**Task brief:**
In the records below, find the line with "nose in the photo above." and the line with "shoulder in the photo above."; return exactly those lines and every line between them.

**Information supplied:**
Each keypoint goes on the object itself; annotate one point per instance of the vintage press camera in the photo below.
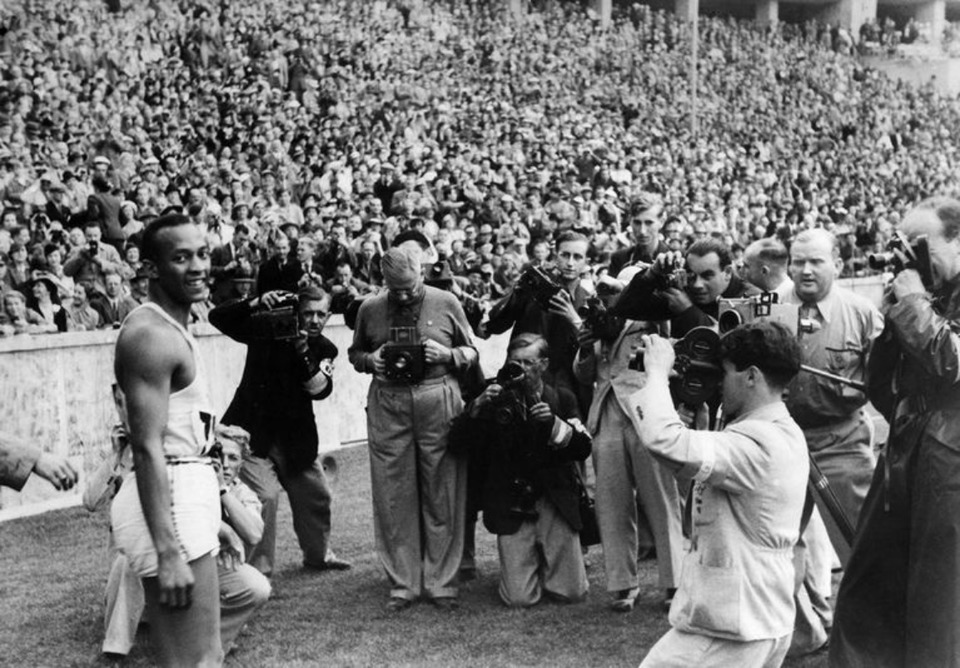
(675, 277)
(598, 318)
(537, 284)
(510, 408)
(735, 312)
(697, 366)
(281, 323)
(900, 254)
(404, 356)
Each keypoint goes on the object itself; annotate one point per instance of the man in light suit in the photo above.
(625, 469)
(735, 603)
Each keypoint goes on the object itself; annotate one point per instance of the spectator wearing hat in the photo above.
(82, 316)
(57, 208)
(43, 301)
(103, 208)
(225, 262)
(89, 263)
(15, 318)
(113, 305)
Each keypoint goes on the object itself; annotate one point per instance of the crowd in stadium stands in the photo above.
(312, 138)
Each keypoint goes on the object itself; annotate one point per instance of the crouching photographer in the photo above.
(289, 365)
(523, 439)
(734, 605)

---

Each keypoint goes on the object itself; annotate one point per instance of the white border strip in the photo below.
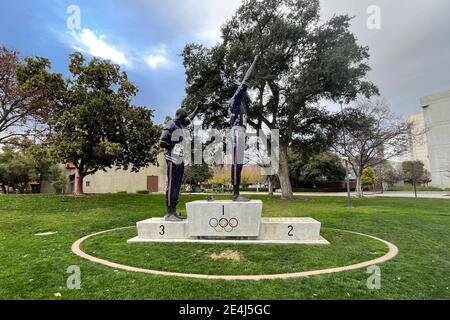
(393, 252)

==

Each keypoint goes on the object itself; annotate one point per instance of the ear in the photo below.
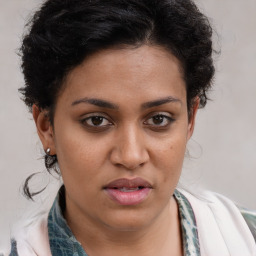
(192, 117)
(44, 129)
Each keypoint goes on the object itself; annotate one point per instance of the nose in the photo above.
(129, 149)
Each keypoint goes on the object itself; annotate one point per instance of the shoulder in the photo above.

**Exercise result:**
Each keypoint goes on the object itself; annotate one point per instance of the nose in the photo above.
(129, 149)
Each keypoint goes on the object itself; annotate one point per instance of the shoulder in the photo above.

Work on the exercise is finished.